§ Material for the task:
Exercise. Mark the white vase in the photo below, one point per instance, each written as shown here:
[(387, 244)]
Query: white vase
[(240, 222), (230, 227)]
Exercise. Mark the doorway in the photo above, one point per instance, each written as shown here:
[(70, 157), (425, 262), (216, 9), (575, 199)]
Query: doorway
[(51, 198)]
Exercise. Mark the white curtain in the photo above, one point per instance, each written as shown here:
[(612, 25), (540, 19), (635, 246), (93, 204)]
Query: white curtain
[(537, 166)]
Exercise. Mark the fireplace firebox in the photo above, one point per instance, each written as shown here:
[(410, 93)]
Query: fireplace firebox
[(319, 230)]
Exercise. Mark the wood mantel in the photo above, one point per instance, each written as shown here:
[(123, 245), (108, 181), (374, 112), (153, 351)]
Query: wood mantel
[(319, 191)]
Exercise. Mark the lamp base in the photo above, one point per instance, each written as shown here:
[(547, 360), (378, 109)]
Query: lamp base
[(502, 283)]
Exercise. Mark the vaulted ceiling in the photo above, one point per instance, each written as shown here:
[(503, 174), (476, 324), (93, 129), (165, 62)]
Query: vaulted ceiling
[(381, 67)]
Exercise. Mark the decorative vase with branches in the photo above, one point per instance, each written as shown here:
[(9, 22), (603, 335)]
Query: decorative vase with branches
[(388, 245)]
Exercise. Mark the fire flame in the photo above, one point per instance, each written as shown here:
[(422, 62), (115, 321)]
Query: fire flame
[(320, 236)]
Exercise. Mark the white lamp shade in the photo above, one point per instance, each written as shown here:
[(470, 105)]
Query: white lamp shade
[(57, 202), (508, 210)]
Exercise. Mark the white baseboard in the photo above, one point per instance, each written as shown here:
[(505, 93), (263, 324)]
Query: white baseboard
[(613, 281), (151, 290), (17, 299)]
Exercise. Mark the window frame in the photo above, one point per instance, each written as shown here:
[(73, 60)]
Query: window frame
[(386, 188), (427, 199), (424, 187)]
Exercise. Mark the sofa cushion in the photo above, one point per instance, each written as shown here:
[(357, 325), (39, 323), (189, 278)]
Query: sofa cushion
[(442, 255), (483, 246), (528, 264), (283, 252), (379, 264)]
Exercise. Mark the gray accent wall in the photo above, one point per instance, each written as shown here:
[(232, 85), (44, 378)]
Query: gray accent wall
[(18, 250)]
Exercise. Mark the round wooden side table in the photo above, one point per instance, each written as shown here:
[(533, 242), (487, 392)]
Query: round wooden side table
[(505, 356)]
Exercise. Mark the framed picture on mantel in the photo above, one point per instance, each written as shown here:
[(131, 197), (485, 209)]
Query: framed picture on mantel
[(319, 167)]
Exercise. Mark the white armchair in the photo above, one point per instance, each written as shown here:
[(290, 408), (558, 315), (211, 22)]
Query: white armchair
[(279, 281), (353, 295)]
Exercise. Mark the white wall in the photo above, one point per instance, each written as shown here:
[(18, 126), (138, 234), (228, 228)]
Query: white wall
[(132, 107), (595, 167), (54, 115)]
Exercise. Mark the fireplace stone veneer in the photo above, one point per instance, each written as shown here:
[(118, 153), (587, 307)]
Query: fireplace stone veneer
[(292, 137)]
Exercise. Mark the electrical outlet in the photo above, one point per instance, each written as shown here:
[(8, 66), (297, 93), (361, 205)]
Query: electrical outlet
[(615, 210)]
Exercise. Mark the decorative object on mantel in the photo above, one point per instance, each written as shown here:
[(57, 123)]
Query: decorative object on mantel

§ Instruction: Put the lines of the items, from the line containing "Exercise. Mark the gray" up to and including the line containing "[(505, 356)]", into a numbered list, leaving out any blank lines.

§ Result for this task:
1. Exercise. Mark the gray accent wall in the photo above, one point per instance, each written as shown here:
2. [(232, 85), (44, 378)]
3. Query: gray accent wall
4. [(18, 250)]
5. Exercise. Mark the round wooden side table in the photo above, one point per instance, each written as shown here:
6. [(533, 242), (487, 392)]
7. Query: round wooden side table
8. [(505, 356)]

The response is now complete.